(Collected data entries)

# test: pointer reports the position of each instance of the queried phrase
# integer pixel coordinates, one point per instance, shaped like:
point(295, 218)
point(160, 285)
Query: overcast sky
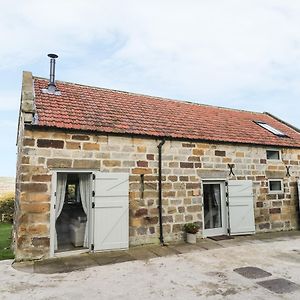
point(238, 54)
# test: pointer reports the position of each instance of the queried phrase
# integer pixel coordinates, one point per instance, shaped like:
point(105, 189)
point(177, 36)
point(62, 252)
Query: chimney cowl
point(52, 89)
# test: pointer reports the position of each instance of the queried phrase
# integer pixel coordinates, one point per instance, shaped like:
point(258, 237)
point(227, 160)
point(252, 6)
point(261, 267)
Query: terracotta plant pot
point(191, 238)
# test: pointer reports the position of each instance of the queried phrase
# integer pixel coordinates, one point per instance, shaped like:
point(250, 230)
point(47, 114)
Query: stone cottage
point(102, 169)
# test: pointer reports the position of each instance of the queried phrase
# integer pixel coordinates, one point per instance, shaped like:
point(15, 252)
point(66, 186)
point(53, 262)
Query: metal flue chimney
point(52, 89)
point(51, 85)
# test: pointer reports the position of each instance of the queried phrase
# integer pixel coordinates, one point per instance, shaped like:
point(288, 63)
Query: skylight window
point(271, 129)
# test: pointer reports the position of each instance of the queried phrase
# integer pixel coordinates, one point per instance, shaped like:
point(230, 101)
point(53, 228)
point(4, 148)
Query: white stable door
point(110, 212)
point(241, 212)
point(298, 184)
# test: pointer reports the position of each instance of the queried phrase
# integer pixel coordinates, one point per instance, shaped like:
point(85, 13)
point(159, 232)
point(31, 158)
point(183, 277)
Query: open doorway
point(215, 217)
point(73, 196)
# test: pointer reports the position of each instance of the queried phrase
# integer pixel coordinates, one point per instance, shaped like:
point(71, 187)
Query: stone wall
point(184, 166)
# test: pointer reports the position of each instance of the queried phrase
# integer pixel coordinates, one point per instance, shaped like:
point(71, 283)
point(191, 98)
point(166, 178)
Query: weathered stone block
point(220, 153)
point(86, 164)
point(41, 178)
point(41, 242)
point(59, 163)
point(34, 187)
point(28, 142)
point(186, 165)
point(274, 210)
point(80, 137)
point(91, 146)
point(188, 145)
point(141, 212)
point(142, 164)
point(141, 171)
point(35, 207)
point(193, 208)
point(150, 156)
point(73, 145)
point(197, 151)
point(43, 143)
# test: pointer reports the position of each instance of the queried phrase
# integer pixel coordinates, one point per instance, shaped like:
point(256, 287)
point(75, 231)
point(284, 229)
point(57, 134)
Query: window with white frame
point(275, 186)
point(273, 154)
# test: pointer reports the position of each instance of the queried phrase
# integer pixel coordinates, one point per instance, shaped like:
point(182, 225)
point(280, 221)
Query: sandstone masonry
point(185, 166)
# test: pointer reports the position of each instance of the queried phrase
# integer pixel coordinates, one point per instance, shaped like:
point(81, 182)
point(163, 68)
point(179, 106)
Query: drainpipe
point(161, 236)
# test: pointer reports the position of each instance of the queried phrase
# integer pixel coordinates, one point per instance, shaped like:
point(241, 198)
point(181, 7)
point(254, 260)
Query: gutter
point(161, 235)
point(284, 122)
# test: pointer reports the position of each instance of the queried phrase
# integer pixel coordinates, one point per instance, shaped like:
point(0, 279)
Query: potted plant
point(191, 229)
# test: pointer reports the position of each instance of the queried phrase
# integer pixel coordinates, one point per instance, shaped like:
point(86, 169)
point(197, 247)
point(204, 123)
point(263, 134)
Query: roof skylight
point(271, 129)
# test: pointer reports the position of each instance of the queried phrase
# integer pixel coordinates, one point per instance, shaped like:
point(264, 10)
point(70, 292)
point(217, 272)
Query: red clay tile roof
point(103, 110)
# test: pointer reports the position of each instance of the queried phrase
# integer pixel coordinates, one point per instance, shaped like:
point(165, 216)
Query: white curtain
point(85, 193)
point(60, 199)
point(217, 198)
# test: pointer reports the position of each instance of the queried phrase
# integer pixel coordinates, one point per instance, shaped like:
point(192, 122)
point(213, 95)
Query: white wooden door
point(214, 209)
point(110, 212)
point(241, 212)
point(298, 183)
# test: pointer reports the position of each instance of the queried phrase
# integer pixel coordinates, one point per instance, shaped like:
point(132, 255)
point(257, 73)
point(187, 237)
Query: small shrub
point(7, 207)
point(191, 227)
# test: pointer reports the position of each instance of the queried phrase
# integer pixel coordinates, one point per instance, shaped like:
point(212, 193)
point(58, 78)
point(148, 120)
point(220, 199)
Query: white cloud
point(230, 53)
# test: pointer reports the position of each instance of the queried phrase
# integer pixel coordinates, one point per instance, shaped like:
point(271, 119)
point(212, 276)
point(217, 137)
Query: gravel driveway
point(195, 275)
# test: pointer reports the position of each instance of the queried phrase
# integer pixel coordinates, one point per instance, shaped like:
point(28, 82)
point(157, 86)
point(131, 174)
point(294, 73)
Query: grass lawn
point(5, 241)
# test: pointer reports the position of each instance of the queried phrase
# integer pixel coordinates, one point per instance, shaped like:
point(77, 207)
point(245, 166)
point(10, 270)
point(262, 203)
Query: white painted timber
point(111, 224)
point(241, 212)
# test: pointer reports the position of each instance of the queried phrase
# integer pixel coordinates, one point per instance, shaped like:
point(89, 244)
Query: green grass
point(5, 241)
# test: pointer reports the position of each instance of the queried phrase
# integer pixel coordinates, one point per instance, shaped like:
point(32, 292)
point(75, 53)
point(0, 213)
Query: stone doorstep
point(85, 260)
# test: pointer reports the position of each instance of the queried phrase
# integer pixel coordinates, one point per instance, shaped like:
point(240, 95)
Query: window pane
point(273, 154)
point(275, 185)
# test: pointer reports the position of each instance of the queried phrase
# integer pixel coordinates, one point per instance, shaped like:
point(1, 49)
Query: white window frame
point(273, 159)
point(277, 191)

__Aim of the exercise__. Identify each line in the data above that contains the word "roof" and copy those lines.

__Exercise response__.
Query: roof skylight
Query: red clay tile roof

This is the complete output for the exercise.